### SOURCE DOCUMENT
Figure 1Machine learning algorithm. Using random forest model, we made 10 runs of 5-fold stratified cross-validation for performance evaluation. For each run, the dataset is randomly divided into 5 equal 5-folds, each with approximately the same number of classes. Five validation experiments are then performed, with each fold used in turn as validation set and the remaining 4 folds as the training set. This process was repeated 10 times, resulting in 50 trained random forest models, and the average validation performance across all the models was reported.
Figure 2Performance of random forest model in predicting hemodynamically significant coronary artery disease (CAD) by multiclass strategy. A: Receiver operating characteristic curves (ROCs) for multiclass strategy in predicting “No significant CAD” (left upper panel), “hemodynamically significant 1-vessel CAD” (right upper panel), “hemodynamically significant 2-vessel CAD (left lower panel), and “hemodynamically significant 3-plus-vessel CAD (right lower panel). B: The performance of the machine learning model was assessed by sensitivity, specificity, precision, and F1 score. AUC = area under the curve; sdv = standard deviation.

### QUESTIONS
1. List the four measures that the figure captions say were used to assess the performance of the machine learning model.
2. From the figure captions, output everything from "Figure 1Machine learning" down to "models was reported.", word for word.

[Data entries]
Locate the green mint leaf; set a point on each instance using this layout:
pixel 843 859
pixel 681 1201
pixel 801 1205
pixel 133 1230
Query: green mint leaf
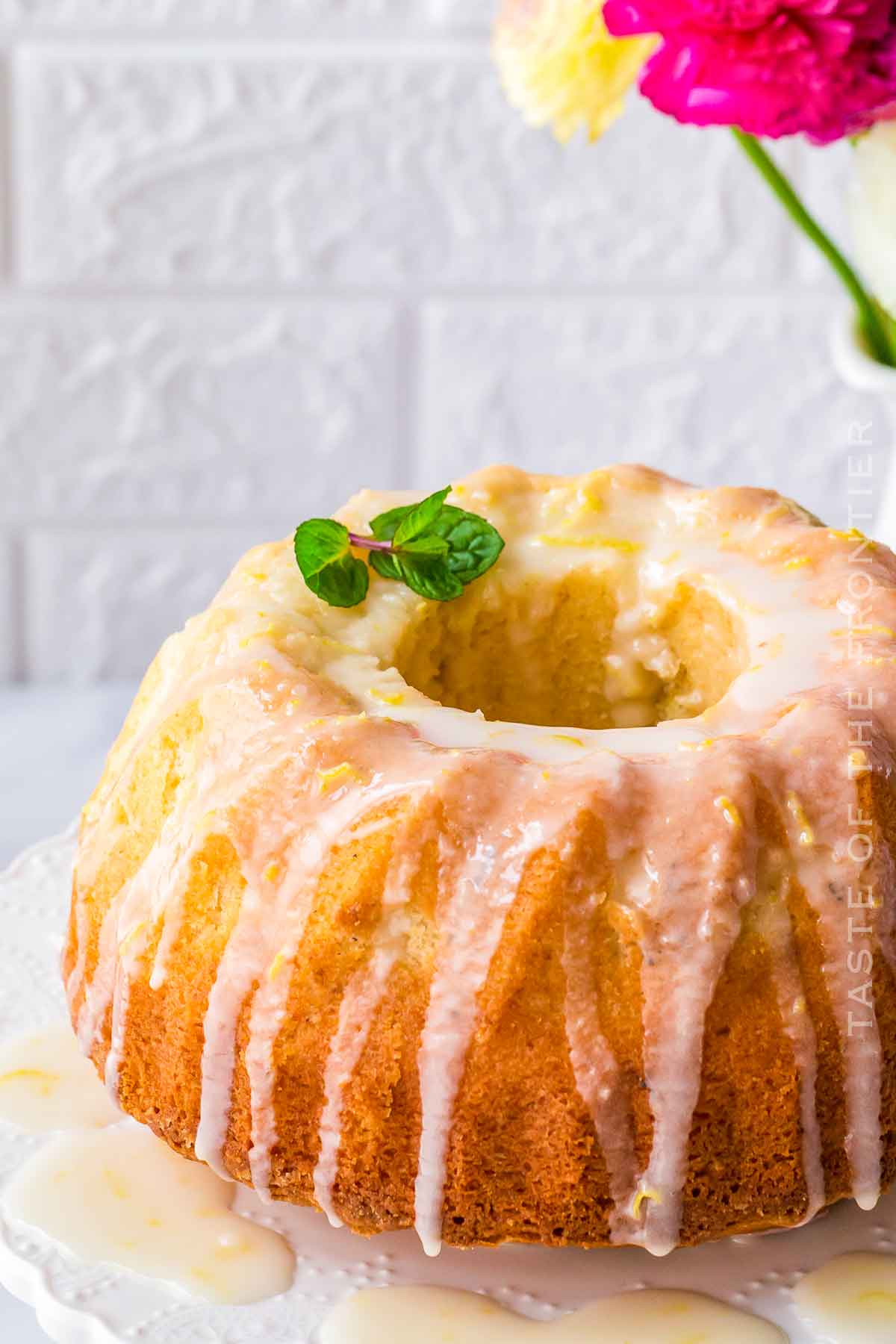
pixel 429 544
pixel 421 517
pixel 385 524
pixel 428 576
pixel 386 564
pixel 408 520
pixel 473 544
pixel 328 566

### OUTPUTS IN ORDER
1. Sensitivity, specificity, precision, F1 score

2.
Figure 1Machine learning algorithm. Using random forest model, we made 10 runs of 5-fold stratified cross-validation for performance evaluation. For each run, the dataset is randomly divided into 5 equal 5-folds, each with approximately the same number of classes. Five validation experiments are then performed, with each fold used in turn as validation set and the remaining 4 folds as the training set. This process was repeated 10 times, resulting in 50 trained random forest models, and the average validation performance across all the models was reported.